TUGAS 1:
Menurut artikel tentang ketentuan perpajakan ini, berapa lama batas waktu bagi Direktur Jenderal Pajak untuk menerbitkan Surat Keputusan Kelebihan Pembayaran Pajak?
TUGAS 2:
Kembalikan tanpa perubahan sepenggal artikel tentang ketentuan perpajakan ini: mulailah pada kata-kata yang memuat "Bab IV Penagihan", lalu berhenti setelah "penuh satu bulan.".

ARTIKEL:
Kesalahan tulis, kesalahan hitung, atau kekeliruan dalam penerapan ketentuan peraturan perundang-undangan perpajakan yang terdapat dalam surat ketetapan pajak, dapat dibetulkan oleh Direktur Jenderal Pajak karena jabatan atas permohonan Wajib Pajak.

Pasal 17[sunting]

(1) Direktur Jenderal Pajak setelah melakukan penelitian atau pemeriksaan, menerbitkan :

a. Surat Keputusan Kelebihan Pembayaran Pajak dalam jangka waktu paling lama dua belas bulan sejak diterima surat permohonan, apabila jumlah pajak yang dibayar atau jumlah Pajak Penghasilan yang dipotong atau dipungut ternyata lebih besar dari jumlah pajak yang terhutang atau telah dilakukan pembayaran pajak yang seharusnya tidak terhutang;
b. Surat Pemberitaan, apabila jumlah pajak yang dibayar atau jumlah Pajak Penghasilan yang dipotong atau dipungut sama dengan jumlah pajak yang terhutang.

(2) Apabila setelah lewat jangka waktu sebagaimana dimaksud dalam ayat (1) huruf a Direktur Jenderal Pajak tidak memberi suatu keputusan, permohonan kelebihan pembayaran pajak tersebut dianggap dikabulkan.

Bab IV Penagihan Pajak[sunting]

Pasal 18[sunting]

(1) Surat Tagihan Pajak, Surat Ketetapan Pajak, dan Surat Ketetapan Pajak Tambahan merupakan dasar penagihan pajak. Tata cara pelaksanaan penagihan pajak diatur lebih lanjut oleh Menteri Keuangan.

Pasal 19[sunting]

(1) Apabila atas pajak yang terhutang, pada saat jatuh tempo pembayaran tidak dibayar atau kurang dibayar, maka atas jumlah pajak yang tidak dibayar atau kurang dibayar itu, dikenakan bunga sebesar 2% (dua persen) sebulan untuk seluruh masa, yang dihitung dari jatuh tempo sampai dengan hari pembayaran dan bagian dari bulan dihitung penuh satu bulan.

(2) Dalam hal Wajib Pajak diperbolehkan mengangsur, atau menunda pembayaran pajak, juga dikenakan bunga sebesar 2%, (dua persen) sebulan.

(3) Dalam hal Wajib Pajak diperbolehkan menunda penyampaian Surat Pemberitahuan dan ternyata penghitungan sementara pajak yang terhutang sebagaimana dimaksud dalam Pasal, 3 ayat (5) kurang dari jumlah pajak yang sebenarnya terhutang, maka atas kekurangan pembayaran pajak tersebut, dikenakan bunga sebesar 2% (dua persen) sebulan yang dihitung dari saat berakhirnya kewajiban menyampaikan Surat Pemberitahuan sebagaimana dimaksud dalam Pasal 3 ayat (3) huruf b sampai dengan hari dibayarnya kekurangan pembayaran tersebut..

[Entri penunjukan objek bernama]
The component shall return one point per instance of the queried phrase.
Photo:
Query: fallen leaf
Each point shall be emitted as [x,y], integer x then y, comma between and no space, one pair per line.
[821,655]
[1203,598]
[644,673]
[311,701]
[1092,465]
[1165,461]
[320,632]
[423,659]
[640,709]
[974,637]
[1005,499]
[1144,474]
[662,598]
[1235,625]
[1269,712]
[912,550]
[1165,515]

HASIL LATIHAN 1:
Paling lama dua belas bulan sejak surat permohonan diterima.

HASIL LATIHAN 2:
Bab IV Penagihan Pajak[sunting]

Pasal 18[sunting]

(1) Surat Tagihan Pajak, Surat Ketetapan Pajak, dan Surat Ketetapan Pajak Tambahan merupakan dasar penagihan pajak. Tata cara pelaksanaan penagihan pajak diatur lebih lanjut oleh Menteri Keuangan.

Pasal 19[sunting]

(1) Apabila atas pajak yang terhutang, pada saat jatuh tempo pembayaran tidak dibayar atau kurang dibayar, maka atas jumlah pajak yang tidak dibayar atau kurang dibayar itu, dikenakan bunga sebesar 2% (dua persen) sebulan untuk seluruh masa, yang dihitung dari jatuh tempo sampai dengan hari pembayaran dan bagian dari bulan dihitung penuh satu bulan.